Start of Materials provided

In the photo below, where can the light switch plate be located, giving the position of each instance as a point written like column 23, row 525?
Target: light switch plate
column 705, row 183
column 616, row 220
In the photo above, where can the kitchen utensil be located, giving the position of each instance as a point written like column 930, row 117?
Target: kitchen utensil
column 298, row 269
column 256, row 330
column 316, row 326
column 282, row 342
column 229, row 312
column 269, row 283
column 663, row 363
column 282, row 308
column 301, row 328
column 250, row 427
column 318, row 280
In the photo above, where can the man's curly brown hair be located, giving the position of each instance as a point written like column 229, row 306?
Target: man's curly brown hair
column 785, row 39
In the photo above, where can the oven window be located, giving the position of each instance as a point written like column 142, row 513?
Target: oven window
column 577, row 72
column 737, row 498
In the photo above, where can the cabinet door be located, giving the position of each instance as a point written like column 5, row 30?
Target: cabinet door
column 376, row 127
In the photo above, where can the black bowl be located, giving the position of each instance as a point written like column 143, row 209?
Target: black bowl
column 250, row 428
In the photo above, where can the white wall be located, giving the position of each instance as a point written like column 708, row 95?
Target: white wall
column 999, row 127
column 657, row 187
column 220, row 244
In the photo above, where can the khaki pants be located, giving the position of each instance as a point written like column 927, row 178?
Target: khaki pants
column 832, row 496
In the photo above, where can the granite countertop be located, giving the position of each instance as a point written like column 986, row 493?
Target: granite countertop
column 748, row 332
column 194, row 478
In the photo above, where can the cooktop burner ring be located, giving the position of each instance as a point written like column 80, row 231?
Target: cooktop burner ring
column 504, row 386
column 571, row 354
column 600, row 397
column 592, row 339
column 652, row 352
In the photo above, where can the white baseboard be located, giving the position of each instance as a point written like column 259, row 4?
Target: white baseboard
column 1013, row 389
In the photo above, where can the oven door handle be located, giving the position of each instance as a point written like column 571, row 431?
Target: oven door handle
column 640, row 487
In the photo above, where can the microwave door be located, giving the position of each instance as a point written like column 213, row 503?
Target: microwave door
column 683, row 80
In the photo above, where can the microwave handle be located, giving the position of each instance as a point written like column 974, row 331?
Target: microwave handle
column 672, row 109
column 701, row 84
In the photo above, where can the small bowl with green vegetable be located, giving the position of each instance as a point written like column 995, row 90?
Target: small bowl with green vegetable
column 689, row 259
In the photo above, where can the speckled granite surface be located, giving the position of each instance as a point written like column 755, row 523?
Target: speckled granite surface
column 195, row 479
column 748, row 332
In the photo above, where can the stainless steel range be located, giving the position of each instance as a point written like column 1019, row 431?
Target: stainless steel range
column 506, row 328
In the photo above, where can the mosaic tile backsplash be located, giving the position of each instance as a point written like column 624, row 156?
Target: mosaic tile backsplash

End of Materials provided

| Directions |
The response must hold only the lines above from the line with "In the photo above, where can the small" through the line with "In the photo above, where can the stainless", each copied exactly, both ends kept.

| Answer |
In the photo above, where can the small bowl with green vegetable be located, giving the position of each instance as a point written like column 995, row 90?
Target: small bowl with green vegetable
column 689, row 259
In the photo above, where can the speckled granite surface be located, giving the position of each instance as a point written like column 755, row 523?
Target: speckled granite surface
column 195, row 479
column 748, row 332
In the photo above, where can the stainless steel range be located, giving the position of each instance as a point written like column 1019, row 431?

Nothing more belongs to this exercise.